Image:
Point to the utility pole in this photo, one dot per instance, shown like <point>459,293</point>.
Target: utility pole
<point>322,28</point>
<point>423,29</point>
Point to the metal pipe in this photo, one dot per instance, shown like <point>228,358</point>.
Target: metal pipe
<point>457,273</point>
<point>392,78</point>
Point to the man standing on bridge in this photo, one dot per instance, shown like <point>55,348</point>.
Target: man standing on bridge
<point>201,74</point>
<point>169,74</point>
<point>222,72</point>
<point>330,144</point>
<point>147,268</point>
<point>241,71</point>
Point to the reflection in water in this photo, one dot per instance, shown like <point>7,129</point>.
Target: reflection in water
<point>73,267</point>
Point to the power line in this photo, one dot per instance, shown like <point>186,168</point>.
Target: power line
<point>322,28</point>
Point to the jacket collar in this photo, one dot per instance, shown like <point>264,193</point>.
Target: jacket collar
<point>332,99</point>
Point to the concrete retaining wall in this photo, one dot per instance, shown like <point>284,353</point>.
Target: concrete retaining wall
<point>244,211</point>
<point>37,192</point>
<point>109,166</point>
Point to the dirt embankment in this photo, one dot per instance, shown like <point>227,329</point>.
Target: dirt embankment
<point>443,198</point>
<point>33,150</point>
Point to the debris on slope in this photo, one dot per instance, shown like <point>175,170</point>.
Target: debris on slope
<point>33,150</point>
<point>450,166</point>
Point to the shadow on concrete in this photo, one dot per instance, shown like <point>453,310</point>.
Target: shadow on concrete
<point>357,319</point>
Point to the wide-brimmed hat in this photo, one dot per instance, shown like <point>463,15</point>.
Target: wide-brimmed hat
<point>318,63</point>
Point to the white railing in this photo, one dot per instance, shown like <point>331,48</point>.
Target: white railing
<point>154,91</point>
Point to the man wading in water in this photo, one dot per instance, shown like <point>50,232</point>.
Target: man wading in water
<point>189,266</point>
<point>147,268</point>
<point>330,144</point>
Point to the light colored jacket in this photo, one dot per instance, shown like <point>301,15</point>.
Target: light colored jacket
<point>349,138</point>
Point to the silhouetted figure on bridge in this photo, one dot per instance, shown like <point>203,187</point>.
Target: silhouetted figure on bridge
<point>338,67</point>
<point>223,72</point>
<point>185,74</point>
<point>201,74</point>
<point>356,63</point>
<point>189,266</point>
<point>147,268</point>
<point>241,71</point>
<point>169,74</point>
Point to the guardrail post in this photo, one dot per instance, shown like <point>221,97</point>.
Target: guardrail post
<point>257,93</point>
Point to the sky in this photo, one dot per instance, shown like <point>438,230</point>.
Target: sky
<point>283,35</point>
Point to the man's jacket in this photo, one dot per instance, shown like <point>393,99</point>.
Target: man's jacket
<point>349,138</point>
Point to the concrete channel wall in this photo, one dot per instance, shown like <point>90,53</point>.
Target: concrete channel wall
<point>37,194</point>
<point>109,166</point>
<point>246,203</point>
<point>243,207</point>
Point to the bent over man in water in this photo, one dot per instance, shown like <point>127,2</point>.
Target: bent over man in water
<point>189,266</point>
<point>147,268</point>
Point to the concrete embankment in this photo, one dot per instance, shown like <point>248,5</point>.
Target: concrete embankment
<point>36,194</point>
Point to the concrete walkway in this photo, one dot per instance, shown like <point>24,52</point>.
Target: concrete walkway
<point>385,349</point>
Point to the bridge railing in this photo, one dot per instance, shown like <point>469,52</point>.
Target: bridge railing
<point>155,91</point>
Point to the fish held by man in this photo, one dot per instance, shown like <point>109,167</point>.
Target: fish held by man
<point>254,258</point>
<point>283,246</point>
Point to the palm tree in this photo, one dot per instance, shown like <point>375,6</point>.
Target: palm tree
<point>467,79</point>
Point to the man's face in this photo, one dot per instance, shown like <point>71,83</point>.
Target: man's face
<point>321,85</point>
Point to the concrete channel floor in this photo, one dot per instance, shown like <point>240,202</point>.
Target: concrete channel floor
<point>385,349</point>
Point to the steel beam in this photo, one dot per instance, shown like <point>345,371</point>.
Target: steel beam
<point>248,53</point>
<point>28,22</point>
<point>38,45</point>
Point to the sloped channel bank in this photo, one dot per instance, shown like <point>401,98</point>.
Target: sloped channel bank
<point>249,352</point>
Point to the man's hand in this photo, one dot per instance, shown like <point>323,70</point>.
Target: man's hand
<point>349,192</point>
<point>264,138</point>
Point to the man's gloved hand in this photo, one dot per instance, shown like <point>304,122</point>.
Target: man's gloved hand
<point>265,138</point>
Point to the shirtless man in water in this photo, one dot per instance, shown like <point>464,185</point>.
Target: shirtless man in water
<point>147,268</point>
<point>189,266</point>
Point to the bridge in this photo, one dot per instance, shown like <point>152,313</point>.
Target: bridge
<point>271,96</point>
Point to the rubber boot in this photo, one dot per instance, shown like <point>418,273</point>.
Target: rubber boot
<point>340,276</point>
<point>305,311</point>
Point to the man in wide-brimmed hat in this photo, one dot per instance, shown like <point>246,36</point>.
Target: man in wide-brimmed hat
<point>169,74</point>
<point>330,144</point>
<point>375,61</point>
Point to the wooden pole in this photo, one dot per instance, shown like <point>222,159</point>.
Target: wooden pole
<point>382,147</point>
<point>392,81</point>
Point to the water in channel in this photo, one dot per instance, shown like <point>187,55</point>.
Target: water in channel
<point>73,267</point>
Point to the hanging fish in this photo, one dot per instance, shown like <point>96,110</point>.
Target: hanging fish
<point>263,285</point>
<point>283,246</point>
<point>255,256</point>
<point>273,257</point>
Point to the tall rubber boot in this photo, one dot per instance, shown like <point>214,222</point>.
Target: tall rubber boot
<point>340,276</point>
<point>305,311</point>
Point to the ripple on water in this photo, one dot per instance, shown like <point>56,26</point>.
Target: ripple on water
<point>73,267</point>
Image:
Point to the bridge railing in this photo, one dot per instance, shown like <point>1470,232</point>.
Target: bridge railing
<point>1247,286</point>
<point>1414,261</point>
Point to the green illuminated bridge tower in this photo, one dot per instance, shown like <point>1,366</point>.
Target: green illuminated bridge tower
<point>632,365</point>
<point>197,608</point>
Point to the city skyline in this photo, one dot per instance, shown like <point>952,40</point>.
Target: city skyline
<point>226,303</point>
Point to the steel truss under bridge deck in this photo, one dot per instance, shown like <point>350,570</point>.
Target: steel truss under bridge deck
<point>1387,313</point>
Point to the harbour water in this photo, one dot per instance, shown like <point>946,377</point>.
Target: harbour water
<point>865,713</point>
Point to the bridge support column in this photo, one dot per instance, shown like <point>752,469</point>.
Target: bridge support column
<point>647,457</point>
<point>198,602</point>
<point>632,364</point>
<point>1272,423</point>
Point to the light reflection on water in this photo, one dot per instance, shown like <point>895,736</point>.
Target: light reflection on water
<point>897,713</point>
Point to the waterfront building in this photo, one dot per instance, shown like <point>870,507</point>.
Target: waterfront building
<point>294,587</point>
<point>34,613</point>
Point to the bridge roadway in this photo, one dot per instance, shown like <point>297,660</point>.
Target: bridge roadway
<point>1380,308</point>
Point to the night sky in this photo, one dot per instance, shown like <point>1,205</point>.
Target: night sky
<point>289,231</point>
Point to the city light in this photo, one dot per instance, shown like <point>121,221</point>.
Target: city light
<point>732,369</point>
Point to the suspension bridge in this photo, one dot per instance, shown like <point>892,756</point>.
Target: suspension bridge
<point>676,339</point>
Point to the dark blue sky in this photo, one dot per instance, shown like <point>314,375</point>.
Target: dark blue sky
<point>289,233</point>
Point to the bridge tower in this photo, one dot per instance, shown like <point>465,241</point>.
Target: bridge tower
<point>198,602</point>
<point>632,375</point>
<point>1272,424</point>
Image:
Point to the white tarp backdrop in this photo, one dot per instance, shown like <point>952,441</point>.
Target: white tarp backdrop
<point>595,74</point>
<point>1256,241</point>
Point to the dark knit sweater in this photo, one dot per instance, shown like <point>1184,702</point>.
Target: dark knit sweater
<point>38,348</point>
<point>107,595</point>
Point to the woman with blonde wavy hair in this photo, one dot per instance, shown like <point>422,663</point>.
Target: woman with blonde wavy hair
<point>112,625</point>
..............................
SHORT EXERCISE
Render the items from the start through the line with "<point>332,99</point>", inclusive, as a two-column CSV with the headers text and answer, one row per item. Enclose each field in double quotes and replace any line breaks with spaces.

TASK RESULT
text,answer
"Image: Point to the utility pole in this photo, one dot per instance, shown like <point>459,293</point>. Target: utility pole","<point>322,28</point> <point>423,29</point>"
"Point to the metal pipe in this photo, one dot per instance, shown like <point>228,358</point>. Target: metal pipe","<point>457,273</point> <point>392,78</point>"
"Point to the man standing on bridge in this photo, one dot per instance, shown like <point>55,348</point>. Target: man standing on bridge","<point>201,74</point> <point>169,74</point> <point>222,72</point> <point>330,144</point> <point>147,268</point> <point>241,71</point>"
"Point to the reflection in water in this photo, one dot per instance, shown like <point>7,129</point>. Target: reflection in water","<point>73,267</point>"
"Point to the power line in this photo, one dot per instance, shown like <point>186,168</point>. Target: power line","<point>322,28</point>"
"Point to the jacket collar in this photo, one dot per instance, shown like <point>264,193</point>. Target: jacket collar","<point>332,99</point>"